▸ ACTIVITY
Beginning with the line where "Look at the photo above. For every instance of the table" appears, retype every remaining line of the data below, both the first and last included.

Start of Block

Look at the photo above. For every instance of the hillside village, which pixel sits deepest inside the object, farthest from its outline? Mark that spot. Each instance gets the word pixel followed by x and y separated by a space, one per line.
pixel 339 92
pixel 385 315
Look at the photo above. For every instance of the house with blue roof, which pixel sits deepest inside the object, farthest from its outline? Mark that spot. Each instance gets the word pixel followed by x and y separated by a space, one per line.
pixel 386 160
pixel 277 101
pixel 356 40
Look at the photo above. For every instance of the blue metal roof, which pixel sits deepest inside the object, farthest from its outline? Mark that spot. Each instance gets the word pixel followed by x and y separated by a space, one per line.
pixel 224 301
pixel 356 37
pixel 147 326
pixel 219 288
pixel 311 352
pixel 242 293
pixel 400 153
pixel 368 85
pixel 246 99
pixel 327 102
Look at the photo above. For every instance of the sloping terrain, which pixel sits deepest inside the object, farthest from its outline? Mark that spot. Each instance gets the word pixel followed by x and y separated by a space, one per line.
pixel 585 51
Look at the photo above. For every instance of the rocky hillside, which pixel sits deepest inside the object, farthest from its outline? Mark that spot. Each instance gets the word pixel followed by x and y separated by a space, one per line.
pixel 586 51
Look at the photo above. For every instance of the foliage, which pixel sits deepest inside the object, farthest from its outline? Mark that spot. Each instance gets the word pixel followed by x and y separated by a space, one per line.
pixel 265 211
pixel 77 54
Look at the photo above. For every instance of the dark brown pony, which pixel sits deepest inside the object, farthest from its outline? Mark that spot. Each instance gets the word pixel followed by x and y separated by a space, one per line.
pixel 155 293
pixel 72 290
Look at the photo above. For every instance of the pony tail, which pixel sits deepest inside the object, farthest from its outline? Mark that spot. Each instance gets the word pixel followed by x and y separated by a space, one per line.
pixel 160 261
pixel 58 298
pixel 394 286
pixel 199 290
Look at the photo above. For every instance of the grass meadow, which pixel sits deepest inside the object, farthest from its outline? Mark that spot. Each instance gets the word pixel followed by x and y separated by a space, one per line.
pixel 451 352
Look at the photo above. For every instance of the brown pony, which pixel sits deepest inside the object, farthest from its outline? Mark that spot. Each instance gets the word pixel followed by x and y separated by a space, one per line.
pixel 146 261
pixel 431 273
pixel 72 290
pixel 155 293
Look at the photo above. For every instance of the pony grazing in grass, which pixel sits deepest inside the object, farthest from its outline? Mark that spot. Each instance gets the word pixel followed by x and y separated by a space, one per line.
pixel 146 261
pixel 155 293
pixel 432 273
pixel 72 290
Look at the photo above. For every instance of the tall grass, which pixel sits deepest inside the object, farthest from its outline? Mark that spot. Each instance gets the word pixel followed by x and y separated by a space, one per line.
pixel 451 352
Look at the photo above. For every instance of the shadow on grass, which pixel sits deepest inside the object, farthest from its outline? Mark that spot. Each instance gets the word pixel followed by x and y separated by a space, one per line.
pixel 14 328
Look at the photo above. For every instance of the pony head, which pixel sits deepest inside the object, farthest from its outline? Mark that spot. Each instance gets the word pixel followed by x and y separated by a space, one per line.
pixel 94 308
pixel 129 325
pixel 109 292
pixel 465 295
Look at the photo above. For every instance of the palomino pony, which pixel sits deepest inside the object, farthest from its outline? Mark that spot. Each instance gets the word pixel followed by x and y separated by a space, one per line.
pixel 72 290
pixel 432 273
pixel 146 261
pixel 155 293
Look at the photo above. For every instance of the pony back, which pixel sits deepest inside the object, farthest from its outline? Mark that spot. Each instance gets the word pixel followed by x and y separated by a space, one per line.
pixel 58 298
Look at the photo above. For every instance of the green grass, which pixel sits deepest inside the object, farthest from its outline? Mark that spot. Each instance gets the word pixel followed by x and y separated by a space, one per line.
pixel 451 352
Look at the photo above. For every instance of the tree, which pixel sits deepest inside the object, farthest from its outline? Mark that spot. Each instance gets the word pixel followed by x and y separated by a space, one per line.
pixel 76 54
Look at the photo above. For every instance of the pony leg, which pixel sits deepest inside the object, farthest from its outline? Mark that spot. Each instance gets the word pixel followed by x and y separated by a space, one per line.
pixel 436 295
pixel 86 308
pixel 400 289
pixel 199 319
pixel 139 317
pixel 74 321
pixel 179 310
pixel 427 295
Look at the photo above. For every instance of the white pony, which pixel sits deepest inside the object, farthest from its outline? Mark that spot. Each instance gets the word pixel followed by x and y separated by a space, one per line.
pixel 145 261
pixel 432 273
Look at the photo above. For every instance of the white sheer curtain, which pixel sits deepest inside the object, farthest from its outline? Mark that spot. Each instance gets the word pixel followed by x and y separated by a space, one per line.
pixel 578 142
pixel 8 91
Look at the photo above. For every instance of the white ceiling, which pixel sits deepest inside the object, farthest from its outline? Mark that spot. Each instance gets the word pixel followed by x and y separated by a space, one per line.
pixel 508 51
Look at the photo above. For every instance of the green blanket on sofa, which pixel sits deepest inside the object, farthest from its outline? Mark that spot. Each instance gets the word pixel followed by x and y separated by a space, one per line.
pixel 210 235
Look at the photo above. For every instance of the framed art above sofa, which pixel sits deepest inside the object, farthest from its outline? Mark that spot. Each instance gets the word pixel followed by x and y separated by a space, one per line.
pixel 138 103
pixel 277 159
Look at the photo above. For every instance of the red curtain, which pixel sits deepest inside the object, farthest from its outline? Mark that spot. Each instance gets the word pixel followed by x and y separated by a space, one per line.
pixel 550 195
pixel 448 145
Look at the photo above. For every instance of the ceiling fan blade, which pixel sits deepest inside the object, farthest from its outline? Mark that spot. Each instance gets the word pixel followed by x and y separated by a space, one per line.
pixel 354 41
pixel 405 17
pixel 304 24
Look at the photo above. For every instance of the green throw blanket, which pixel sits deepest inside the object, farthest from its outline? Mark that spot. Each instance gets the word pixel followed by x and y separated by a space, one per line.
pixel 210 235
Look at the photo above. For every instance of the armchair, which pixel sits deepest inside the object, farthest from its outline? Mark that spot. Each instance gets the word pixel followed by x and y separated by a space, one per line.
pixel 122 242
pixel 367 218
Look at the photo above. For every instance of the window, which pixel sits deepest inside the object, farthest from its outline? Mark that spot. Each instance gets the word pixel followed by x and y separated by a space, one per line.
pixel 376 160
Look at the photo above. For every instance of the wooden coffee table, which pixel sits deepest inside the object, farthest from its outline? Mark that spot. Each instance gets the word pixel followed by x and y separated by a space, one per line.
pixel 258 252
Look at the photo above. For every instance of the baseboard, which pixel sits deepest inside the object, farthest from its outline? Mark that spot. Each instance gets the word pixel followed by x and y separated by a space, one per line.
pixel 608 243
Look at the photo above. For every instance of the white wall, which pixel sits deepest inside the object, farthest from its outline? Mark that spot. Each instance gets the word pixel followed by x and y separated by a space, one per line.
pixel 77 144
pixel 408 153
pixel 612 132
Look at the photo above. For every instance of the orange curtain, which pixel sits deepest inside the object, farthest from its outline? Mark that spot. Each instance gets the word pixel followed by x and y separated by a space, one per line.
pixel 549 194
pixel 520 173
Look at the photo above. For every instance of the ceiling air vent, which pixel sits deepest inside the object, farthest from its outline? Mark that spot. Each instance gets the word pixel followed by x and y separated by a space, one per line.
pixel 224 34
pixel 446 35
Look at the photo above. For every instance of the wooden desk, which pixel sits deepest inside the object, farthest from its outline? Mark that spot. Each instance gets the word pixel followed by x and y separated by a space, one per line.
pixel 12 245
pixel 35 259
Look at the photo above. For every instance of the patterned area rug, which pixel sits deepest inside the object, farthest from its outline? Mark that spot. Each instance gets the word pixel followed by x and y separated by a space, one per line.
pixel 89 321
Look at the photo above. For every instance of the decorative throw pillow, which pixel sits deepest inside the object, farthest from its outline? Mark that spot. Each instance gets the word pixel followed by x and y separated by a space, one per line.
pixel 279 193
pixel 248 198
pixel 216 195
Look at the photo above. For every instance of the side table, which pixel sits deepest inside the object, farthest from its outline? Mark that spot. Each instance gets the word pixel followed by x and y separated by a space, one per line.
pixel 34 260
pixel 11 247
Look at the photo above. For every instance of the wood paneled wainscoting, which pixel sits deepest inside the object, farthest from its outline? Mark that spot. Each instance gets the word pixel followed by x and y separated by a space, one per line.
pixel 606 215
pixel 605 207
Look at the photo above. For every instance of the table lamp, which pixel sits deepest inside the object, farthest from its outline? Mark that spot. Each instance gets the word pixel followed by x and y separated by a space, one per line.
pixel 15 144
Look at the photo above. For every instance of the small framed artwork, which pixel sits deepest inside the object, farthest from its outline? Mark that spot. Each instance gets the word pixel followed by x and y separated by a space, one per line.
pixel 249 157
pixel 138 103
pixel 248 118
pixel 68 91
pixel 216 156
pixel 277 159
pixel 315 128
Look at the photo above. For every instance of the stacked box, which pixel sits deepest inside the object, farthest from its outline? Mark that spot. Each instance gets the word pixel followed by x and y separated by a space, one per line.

End of Block

▸ ANSWER SPACE
Look at the photo above. For every instance of the table lamp, which pixel sits deepest inside the object, farthest from its outline? Mark that spot. Each instance gets the word pixel followed by x and y separated by a space, one per line.
pixel 15 144
Look at the photo above. For every instance of the small framed artwork, which pixel sits deepest inside the object, farthest from its outline? Mark that spot. Each instance gets the word pixel followed by x and y separated by a space, one per line.
pixel 249 157
pixel 138 103
pixel 248 118
pixel 68 91
pixel 216 156
pixel 277 159
pixel 315 128
Look at the photo above. For every instance of the stacked box, which pixel sits deepest inside the object, farthest from its outline? Mark that spot. Each instance gets the word pixel followed by x and y separated by a space, one per line.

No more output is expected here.